====== Data to examine ======

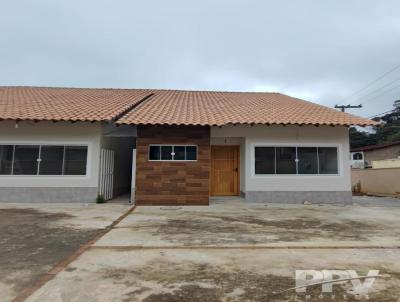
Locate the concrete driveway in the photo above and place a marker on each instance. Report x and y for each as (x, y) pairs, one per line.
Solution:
(36, 237)
(232, 251)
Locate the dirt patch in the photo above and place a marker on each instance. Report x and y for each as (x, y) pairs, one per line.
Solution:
(180, 281)
(31, 244)
(210, 229)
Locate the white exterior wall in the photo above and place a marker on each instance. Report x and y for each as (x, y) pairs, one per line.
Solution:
(259, 135)
(59, 188)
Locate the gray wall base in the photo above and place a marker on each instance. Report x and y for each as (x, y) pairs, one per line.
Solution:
(15, 194)
(325, 197)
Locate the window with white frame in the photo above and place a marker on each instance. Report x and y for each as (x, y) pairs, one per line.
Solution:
(172, 153)
(295, 160)
(43, 160)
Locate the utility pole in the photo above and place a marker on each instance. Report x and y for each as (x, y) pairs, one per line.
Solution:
(343, 107)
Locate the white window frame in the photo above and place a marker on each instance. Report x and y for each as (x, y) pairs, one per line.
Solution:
(315, 145)
(51, 143)
(173, 160)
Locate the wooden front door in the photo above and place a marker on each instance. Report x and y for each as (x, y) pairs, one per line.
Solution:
(224, 171)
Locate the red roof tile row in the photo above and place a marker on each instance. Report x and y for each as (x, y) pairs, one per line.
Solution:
(170, 107)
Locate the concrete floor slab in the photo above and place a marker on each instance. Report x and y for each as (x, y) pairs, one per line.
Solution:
(35, 237)
(214, 275)
(239, 224)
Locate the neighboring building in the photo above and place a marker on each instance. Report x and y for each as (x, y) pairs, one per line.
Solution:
(364, 156)
(181, 147)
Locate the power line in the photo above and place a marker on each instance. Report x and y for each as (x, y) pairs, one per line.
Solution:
(377, 90)
(373, 82)
(380, 114)
(384, 92)
(344, 107)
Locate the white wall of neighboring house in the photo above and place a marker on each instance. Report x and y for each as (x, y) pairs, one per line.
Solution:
(332, 188)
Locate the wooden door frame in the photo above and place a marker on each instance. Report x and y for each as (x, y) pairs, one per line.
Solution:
(237, 147)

======

### [Aim of the task]
Please work out how many lines in the data include "frame"; write that number only.

### [Task response]
3